**To do:** Which lines in the material contain the string "positive"? Copy each of them in full, matching case exactly.

**Extracted data:**

=== Section Start ===

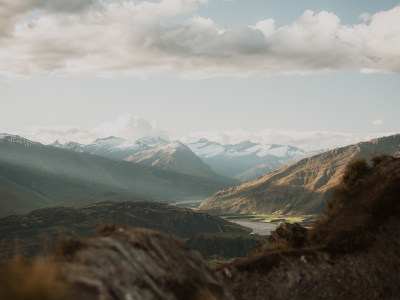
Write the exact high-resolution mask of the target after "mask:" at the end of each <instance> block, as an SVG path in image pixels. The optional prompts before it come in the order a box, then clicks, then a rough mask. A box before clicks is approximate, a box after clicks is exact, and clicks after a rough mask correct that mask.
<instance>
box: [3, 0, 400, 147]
mask: <svg viewBox="0 0 400 300" xmlns="http://www.w3.org/2000/svg"><path fill="white" fill-rule="evenodd" d="M399 72H400V2H399V1H389V0H381V1H376V0H352V1H348V0H347V1H344V0H334V1H327V0H304V1H298V0H281V1H272V0H230V1H228V0H208V1H207V0H156V1H150V0H148V1H110V0H108V1H105V0H103V1H99V0H69V1H67V0H29V1H27V0H0V132H7V133H11V134H20V135H22V136H24V137H27V138H30V139H33V140H38V141H41V142H43V143H51V142H53V141H55V140H56V139H58V140H59V141H61V142H67V141H77V142H81V143H89V142H91V141H93V140H94V139H96V138H101V137H106V136H109V135H114V136H120V137H124V138H126V139H130V140H132V139H137V138H140V137H142V136H147V135H151V136H156V135H157V136H162V137H164V138H169V139H180V140H182V141H184V142H190V141H195V140H196V139H199V138H204V137H205V138H208V139H210V140H215V141H218V142H221V143H225V144H226V143H237V142H241V141H244V140H248V139H250V140H252V141H254V142H262V143H275V144H290V145H294V146H298V147H301V148H303V149H305V150H315V149H326V148H332V147H337V146H344V145H347V144H351V143H355V142H358V141H361V140H368V139H370V138H374V137H379V136H383V135H389V134H393V133H399V132H400V118H399V117H398V112H399V111H400V99H399V98H400V97H399V96H400V76H399Z"/></svg>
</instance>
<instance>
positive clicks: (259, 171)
mask: <svg viewBox="0 0 400 300" xmlns="http://www.w3.org/2000/svg"><path fill="white" fill-rule="evenodd" d="M187 146H188V147H189V148H190V149H191V150H192V151H193V152H194V153H195V154H196V155H198V156H199V157H200V158H201V159H203V161H204V162H205V163H206V164H208V165H210V166H211V168H212V169H213V170H214V171H216V172H217V173H219V174H222V175H225V176H229V177H234V178H238V179H240V180H246V181H247V180H252V179H255V178H257V177H258V176H261V175H264V174H265V173H262V172H271V171H273V170H275V169H277V168H279V167H281V166H283V165H285V164H287V163H288V162H289V161H290V162H291V161H293V160H295V159H296V158H300V157H302V156H304V155H305V154H306V152H305V151H304V150H302V149H299V148H296V147H293V146H288V145H275V144H268V145H267V144H258V143H253V142H251V141H244V142H242V143H239V144H233V145H222V144H220V143H217V142H213V141H209V140H207V139H200V140H199V141H197V142H195V143H188V144H187ZM261 165H267V166H268V167H267V168H259V169H258V171H257V172H252V173H251V175H250V176H248V175H246V176H244V177H243V176H241V174H242V173H244V172H246V171H248V170H250V169H253V168H255V167H258V166H261Z"/></svg>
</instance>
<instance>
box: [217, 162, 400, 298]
mask: <svg viewBox="0 0 400 300" xmlns="http://www.w3.org/2000/svg"><path fill="white" fill-rule="evenodd" d="M374 161H375V166H374V167H372V168H370V167H366V168H365V166H366V164H365V161H364V162H362V161H357V162H356V163H354V164H352V165H350V166H349V167H348V169H347V171H346V174H345V176H344V179H343V183H342V184H341V185H340V186H338V187H337V188H336V189H335V190H334V193H333V198H332V200H330V201H329V203H328V205H327V208H326V211H325V214H324V215H323V216H322V217H321V219H320V220H318V221H317V222H316V224H315V225H314V226H313V227H312V228H311V229H310V230H309V231H308V232H307V241H306V242H305V243H304V246H302V247H300V248H297V247H292V246H290V245H289V244H290V243H289V244H288V245H287V247H286V248H280V249H278V250H273V249H272V248H273V247H271V244H270V245H269V247H265V248H264V251H262V250H263V249H259V251H257V252H256V253H254V254H253V255H252V256H250V257H249V258H247V259H243V260H239V261H236V262H234V263H231V264H227V265H224V266H221V267H220V269H219V270H220V272H221V274H224V276H225V285H226V286H229V287H231V288H232V291H233V295H234V297H235V299H278V300H279V299H397V298H398V295H399V294H400V273H399V271H398V270H399V269H400V159H393V158H388V157H386V158H385V157H381V158H378V159H375V160H374ZM363 166H364V167H363ZM350 178H351V180H350ZM279 240H282V239H277V241H278V242H279ZM272 242H273V241H272ZM271 249H272V250H271Z"/></svg>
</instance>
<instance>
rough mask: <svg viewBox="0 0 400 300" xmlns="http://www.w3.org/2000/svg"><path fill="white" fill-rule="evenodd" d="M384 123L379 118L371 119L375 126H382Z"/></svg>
mask: <svg viewBox="0 0 400 300" xmlns="http://www.w3.org/2000/svg"><path fill="white" fill-rule="evenodd" d="M384 123H385V121H383V120H379V119H377V120H374V121H372V125H375V126H382V125H383V124H384Z"/></svg>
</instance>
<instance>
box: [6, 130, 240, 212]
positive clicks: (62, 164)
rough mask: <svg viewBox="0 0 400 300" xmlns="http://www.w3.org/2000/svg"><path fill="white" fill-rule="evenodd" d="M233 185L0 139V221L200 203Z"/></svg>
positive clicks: (8, 135) (170, 171)
mask: <svg viewBox="0 0 400 300" xmlns="http://www.w3.org/2000/svg"><path fill="white" fill-rule="evenodd" d="M233 184H234V183H232V180H225V179H224V178H212V179H210V178H204V177H198V176H193V175H190V174H182V173H177V172H172V171H166V170H162V169H159V168H153V167H146V166H142V165H139V164H136V163H132V162H126V161H118V160H113V159H109V158H105V157H102V156H100V155H93V154H89V153H86V152H76V151H69V150H66V149H63V148H59V147H51V146H46V145H42V144H40V143H36V142H32V141H29V140H27V139H24V138H21V137H17V136H10V135H3V138H0V208H1V210H0V216H6V215H10V214H15V213H24V212H27V211H29V210H32V209H35V208H40V207H48V206H56V205H82V204H87V203H93V202H99V201H105V200H122V199H124V200H126V199H127V200H139V199H145V200H160V201H170V202H176V201H177V200H180V199H188V198H197V199H199V198H200V199H201V198H203V197H206V196H208V195H211V194H212V193H213V192H215V191H217V190H219V189H221V188H224V187H228V186H232V185H233Z"/></svg>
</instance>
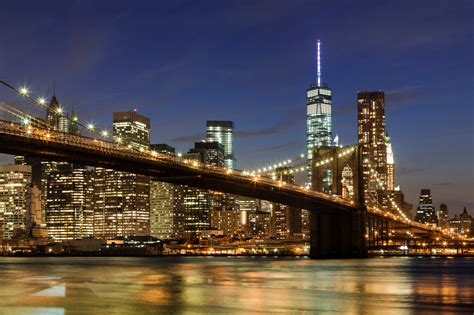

=== Section End ===

**Exercise answer:**
positive clicks: (259, 171)
positive clicks: (62, 164)
positive clicks: (8, 135) (170, 171)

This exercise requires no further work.